EXERCICES:
A) D'après l'extrait, pourquoi Marianne était-elle sans cesse à l'usine du fabricant Marigaux ?
B) Recopiez sous forme de liste numérotée tout ce qui va du début des enregistrements jusqu'à la ligne contenant « 72), (455, 58)]] », celle-ci comprise, en omettant les lignes vides.

EXTRAIT:
Ensemble, ils font les quatre cents coups, et même du stop en fauteuil roulant, bravant les regards de travers, s’insurgeant contre le manque d’accès pour les personnes handicapées. Michel, si courageux, si plein de vie tout en se sachant condamné, reste un modèle pour sa sœur. « Sa force m’a donné l’envie de vivre. Je devais tout faire pour être heureuse » confesse Marianne, sans rien trahir de sa tristesse.
Un métier à inventer
Dans les années quatre-vingt, le métier de réparateur reste à inventer. Pour faire réviser ou restaurer leur instrument à vent, les musiciens ont l’habitude de se rendre directement chez les fabricants (Selmer, Buffet Crampon, Couesnon…)
Sur la place de Paris, seul Raymond Ham est connu pour réparer les cuivres et les bois. Un homme qui avait croisé la route des plus grands jazzmen, tels Sonny Rollins et Miles Davis.
De son côté, Marianne se bat pour payer les factures et court la sous-traitance. Pour Alain Vian, le frère de Boris Vian, elle restaure des clarinettes et flutes anciennes pour collectionneurs. « Il avait un magasin rue Grégoire-de-Tours et se passionnait pour les orgues de Barbarie » se rappelle Marianne. Et si, tant bien quel mal, Paris lui permet de travailler, le Sud lui manque. Son retour en province va se solder par un échec retentissant. « Avec ma petite expérience, je pensais pouvoir continuer dans ma région, mais rien. Pas une commande ». Un an à survivre de petits boulots avec son compagnon, mais la dépression gagne : « Je tirais ma caisse sous mon lit. Je regardais ma poignée d’outils et je pleurais ».
Tant pis pour la douceur méditerranéenne, le couple fauché remonte à Paris et s’installe en sous-location. Pour Marianne, qui manque d’outillage, c’est la débrouille. Elle profite de ses bonnes relations avec le fabricant Marigaux « J’étais tout le temps fourrée à l’usine pour pouvoir utiliser un tour à polir, faire du débosselage… » Et quand le facteur d’instruments décide d’arrêter le saxophone, pour se consacrer au hautbois, frappé de plein fouet par l’arrivée des Japonais Yamaha et Yanagisawa, elle récupère une partie du matériel qui part à la benne. De quoi se spécialiser dans la réparation de saxophones. « J’ai toujours aimé les tampons en cuir » donne-t-elle comme explication. Son travail acharné va finir par payer.
Au bout de dix ans, elle peut enfin commencer à respirer. Le bouche à oreille a fait son œuvre. Marianne a su se constituer une clientèle de musiciens avec lesquels elle a établi une relation de confiance. « A travers l’instrument je me mets au service du musicien » précise-t-elle. Toute l’habileté et le savoir-faire de Marianne consiste à adapter, rehausser, en fonction de la grandeur d’une main ; tout l’objectif étant de parvenir à l’accord parfait entre le musicien et son saxophone.

INFORMATIONS AFFICHÉES:
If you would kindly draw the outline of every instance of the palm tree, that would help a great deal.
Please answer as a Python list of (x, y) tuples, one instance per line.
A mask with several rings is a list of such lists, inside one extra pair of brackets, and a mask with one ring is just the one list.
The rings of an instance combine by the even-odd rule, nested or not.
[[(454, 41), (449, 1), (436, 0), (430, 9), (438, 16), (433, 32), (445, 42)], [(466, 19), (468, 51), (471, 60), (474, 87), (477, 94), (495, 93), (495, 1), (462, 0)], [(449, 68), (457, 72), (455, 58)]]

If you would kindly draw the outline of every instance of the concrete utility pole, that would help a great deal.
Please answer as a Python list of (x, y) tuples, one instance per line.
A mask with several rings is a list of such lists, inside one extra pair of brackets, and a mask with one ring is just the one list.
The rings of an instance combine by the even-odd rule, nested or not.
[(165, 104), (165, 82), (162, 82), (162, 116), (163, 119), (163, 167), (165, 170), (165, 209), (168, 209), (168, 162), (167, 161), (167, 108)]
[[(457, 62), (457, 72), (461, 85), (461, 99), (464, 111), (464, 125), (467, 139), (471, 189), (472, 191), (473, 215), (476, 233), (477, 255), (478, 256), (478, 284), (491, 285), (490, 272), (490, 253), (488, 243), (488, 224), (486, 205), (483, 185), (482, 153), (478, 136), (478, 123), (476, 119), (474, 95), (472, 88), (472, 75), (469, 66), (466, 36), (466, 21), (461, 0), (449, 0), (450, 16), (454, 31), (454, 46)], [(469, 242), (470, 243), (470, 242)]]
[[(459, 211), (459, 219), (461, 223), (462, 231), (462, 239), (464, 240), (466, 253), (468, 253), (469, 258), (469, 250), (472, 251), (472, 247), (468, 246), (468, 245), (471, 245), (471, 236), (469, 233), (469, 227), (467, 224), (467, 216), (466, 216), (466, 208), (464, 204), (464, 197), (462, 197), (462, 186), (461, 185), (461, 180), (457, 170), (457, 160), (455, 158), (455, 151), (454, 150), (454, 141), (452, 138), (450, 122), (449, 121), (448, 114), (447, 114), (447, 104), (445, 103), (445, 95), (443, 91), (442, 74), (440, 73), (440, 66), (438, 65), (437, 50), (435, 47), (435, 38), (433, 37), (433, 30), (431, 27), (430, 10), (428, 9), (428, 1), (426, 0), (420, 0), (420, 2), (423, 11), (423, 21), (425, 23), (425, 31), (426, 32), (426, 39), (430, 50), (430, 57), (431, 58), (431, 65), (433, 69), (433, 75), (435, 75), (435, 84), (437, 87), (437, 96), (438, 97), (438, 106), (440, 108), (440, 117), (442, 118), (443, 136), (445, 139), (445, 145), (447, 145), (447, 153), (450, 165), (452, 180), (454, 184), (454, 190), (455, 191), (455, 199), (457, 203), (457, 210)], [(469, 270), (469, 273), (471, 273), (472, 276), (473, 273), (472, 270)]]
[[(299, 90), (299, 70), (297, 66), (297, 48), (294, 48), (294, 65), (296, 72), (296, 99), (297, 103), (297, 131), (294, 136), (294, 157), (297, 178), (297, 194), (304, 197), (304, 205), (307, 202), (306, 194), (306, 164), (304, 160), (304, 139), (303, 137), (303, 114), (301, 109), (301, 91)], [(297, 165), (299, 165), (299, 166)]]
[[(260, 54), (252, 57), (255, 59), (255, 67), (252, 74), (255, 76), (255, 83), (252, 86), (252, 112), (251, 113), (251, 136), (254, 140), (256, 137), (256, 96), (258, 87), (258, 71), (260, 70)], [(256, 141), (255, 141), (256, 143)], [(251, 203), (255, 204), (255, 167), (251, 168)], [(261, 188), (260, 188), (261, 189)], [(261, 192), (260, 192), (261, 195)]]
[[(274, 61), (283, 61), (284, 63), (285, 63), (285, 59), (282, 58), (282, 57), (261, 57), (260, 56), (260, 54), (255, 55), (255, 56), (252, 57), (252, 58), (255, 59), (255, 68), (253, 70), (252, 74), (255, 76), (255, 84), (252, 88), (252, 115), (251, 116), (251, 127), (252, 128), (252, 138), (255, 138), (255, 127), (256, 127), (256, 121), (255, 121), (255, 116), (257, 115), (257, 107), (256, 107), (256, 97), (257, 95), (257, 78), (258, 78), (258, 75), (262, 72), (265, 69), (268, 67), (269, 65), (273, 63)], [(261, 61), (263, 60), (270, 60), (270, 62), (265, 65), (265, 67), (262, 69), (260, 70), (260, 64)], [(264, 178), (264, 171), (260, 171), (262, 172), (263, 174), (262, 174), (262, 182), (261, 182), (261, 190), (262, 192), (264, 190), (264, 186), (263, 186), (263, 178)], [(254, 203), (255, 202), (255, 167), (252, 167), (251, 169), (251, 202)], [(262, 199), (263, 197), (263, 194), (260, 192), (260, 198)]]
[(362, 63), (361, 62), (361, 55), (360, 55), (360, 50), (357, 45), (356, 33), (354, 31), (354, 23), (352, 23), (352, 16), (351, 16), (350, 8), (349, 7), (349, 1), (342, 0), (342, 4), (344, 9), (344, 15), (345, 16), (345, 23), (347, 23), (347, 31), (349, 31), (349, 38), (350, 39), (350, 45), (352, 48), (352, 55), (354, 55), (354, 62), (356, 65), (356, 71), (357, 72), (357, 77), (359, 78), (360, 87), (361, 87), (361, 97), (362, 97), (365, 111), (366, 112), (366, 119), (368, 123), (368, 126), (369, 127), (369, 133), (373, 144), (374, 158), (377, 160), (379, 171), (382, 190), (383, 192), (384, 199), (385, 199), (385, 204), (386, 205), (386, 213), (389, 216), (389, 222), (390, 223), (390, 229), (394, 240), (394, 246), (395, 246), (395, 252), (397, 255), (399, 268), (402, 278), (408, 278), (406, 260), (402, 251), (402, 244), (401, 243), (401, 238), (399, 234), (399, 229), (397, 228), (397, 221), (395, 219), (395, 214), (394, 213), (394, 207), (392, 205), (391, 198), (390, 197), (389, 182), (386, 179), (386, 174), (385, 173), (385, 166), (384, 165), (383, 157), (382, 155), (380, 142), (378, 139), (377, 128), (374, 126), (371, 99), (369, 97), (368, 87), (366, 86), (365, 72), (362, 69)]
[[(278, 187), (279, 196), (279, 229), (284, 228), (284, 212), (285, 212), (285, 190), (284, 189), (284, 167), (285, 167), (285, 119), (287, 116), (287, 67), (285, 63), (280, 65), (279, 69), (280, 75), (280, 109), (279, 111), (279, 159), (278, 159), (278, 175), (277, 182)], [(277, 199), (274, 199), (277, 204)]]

RÉPONSES PAR TÂCHE:
A) Marianne manquait d'outillage. Elle profitait donc de ses bonnes relations avec Marigaux pour aller à l'usine utiliser un tour à polir et faire du débosselage.

B)
1. If you would kindly draw the outline of every instance of the palm tree, that would help a great deal.
2. Please answer as a Python list of (x, y) tuples, one instance per line.
3. A mask with several rings is a list of such lists, inside one extra pair of brackets, and a mask with one ring is just the one list.
4. The rings of an instance combine by the even-odd rule, nested or not.
5. [[(454, 41), (449, 1), (436, 0), (430, 9), (438, 16), (433, 32), (445, 42)], [(466, 19), (468, 51), (471, 60), (474, 87), (477, 94), (495, 93), (495, 1), (462, 0)], [(449, 68), (457, 72), (455, 58)]]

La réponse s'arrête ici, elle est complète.